___ Excerpted text

We all got a good rainy night’s sleep. When Benjamin was telling me about his beach dreams over breakfast, my own dreams took form; I remembered one in which a stranger’s hand was trying to touch Benji’s skin under his port dressing. I was screaming, “NO! Don’t touch him! STOP!” I didn’t share this one.
Benjamin had a fantastic attitude today. We were both excited that he would be de-accessed, “free” for the weekend. “And,” he reminded me, “I know how to handle the shots.” He had a confidence today that just wasn’t there Monday or Wednesday. He has really overcome a major obstacle.
It was pouring on the way over the Skyway, but we were only a few minutes late for our afternoon appointment in the Infusion Center. I was prepared to request a complete blood count, but there was already one on Benjamin’s orders. We had to wait an hour or so for the results before the Erwinia shots could be administered.
Benjamin’s blood looks perfect. His absolute neutrophil count (ANC) is dropping significantly, but is still holding strong at 2050. His hemoglobin and white blood cell counts are perfectly normal. He is exactly where he needs to be.
When the shots were ready, Benjamin was not afraid. He rolled a little calming oil onto his wrist, and we went into the Treatment Room. His two favorite nurses were administering the shots today. I’m sure this helped. But when the needles went into his legs, my admiration for my son went through the roof. I don’t know what kind of Jedi mind trick he has learned, but he was in a zen-like state. He didn’t flinch, he didn’t cry, he didn’t tense his legs. One nurse said he was “as soft as butter.” This, of course, makes the medicine enter the body more easily and makes everything burn less. He has conquered such a formidable foe. I have no shred of doubt that he can conquer anything.
We waited our necessary hour for monitoring. There were all sorts of Friday shenanigans, dances, and patients teaching nurses how to whip and nae nae. It was a happy vibe today in the Infusion Center. A great way to end an intense week of treatment.
I was ecstatic to receive a letter from Banyan when we got home. He’s having a fantastic time at Camp Highlands for Boys. It still feels so strange to be here in this house without him. Michael came home just half an hour after we did, and the three of us went to dinner. It feels good to put a tough week of work and treatment and imbalance behind us. We are moving forward.

______
___ Supplied data

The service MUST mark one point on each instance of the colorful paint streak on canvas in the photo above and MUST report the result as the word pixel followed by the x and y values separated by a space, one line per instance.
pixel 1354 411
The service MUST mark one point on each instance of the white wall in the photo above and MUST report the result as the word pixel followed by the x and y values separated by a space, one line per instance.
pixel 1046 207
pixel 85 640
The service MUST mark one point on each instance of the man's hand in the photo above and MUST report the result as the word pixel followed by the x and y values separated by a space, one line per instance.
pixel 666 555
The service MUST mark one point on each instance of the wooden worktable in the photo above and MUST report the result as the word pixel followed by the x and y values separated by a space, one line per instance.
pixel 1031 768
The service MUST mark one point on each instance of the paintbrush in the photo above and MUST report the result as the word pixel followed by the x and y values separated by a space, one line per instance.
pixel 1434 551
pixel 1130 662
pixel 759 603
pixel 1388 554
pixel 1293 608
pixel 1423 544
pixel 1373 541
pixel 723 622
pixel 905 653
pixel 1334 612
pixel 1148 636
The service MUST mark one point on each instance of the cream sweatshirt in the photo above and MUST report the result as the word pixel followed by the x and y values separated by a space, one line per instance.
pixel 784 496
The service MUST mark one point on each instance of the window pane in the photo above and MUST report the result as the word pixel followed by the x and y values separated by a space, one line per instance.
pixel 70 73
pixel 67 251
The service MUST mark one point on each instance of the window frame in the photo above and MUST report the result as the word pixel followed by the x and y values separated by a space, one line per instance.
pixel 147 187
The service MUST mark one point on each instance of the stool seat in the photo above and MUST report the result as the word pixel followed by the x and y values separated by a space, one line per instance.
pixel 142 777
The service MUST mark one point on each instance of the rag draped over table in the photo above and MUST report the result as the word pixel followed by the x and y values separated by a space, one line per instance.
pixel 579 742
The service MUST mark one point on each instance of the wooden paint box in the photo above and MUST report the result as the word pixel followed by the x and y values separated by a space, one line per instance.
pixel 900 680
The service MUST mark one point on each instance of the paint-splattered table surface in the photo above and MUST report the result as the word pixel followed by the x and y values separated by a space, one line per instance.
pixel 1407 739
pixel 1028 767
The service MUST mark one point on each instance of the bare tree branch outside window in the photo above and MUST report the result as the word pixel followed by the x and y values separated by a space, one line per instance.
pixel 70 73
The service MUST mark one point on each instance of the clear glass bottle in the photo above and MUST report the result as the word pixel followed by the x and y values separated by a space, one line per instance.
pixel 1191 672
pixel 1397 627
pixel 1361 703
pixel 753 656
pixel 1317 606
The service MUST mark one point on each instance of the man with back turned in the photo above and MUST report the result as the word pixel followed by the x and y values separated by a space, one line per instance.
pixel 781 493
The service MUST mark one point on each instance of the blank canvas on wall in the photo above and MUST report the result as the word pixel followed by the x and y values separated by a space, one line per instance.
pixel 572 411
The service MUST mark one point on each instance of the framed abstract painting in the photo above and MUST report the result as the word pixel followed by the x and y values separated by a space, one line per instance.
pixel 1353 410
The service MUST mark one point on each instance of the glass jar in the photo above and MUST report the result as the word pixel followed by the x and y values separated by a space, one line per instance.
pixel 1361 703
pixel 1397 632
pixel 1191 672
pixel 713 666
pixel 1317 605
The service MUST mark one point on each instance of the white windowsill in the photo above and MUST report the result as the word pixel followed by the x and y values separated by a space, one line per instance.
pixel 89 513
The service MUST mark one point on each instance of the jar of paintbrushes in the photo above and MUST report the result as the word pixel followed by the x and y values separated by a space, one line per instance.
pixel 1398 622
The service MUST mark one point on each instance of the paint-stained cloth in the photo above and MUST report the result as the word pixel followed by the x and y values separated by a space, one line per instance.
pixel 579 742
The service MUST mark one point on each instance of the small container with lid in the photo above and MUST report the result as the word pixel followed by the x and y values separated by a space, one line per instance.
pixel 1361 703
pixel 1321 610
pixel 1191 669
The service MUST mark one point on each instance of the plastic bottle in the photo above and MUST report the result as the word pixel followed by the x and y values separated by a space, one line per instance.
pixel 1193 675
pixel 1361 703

______

__Task set__:
1. Condense the paragraph of the journal entry that begins "Benjamin's blood looks perfect" into a short bulleted list that keeps its main facts.
2. Rewrite the part of the journal entry starting at "We waited our" and ending at "week of treatment.", with "shenanigans" changed to "antics".
3. According to the journal entry, why did it matter that Benjamin stayed "as soft as butter" while the needles went into his legs?

__Completed exercise__:
1.
- Benjamin's blood looks perfect.
- His absolute neutrophil count (ANC) is dropping significantly but is still strong at 2050.
- His hemoglobin and white blood cell counts are normal.
- He is exactly where he needs to be.

2.
We waited our necessary hour for monitoring. There were all sorts of Friday antics, dances, and patients teaching nurses how to whip and nae nae. It was a happy vibe today in the Infusion Center. A great way to end an intense week of treatment.

3. Staying relaxed makes the medicine enter the body more easily and makes everything burn less.